EXERCISE PROMPT: Give as output the line that contains "pair like [549,420].", followed by every remaining line of the entries, unchanged and with nothing added.

Data records:
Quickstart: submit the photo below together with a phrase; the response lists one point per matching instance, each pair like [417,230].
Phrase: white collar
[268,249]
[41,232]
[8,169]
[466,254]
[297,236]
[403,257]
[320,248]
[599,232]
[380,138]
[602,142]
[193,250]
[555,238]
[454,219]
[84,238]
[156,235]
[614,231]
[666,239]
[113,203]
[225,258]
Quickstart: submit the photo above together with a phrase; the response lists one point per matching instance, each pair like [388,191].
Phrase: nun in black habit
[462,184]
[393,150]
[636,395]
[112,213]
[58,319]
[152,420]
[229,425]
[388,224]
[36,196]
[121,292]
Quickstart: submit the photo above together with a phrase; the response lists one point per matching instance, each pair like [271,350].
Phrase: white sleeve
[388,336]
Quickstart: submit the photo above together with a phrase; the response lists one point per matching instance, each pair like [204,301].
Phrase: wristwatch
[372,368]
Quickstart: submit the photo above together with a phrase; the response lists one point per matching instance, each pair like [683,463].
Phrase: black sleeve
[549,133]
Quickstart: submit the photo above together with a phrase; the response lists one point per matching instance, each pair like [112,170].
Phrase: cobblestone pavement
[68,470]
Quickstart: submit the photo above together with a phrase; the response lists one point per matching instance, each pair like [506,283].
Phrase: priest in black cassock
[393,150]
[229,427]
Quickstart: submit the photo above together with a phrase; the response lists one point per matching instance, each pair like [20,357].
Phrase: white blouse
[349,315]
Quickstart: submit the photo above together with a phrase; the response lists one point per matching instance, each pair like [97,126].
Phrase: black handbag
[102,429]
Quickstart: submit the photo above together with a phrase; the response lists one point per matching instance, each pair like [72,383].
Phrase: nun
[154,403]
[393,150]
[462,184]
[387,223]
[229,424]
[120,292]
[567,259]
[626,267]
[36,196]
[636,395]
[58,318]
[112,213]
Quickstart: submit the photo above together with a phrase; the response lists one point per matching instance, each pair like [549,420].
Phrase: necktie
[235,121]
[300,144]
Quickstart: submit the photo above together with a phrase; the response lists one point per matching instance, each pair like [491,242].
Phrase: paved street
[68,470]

OUTPUT FOR THIS TASK:
Quickstart: submit the photo above together with a phrase; the response lists one point per matching instance, each pair like [549,420].
Phrase: necktie
[235,121]
[300,144]
Quickstart: submit the photo above together with a phrase; the response lists one point per matching instance, each pair like [491,242].
Phrase: paved street
[68,470]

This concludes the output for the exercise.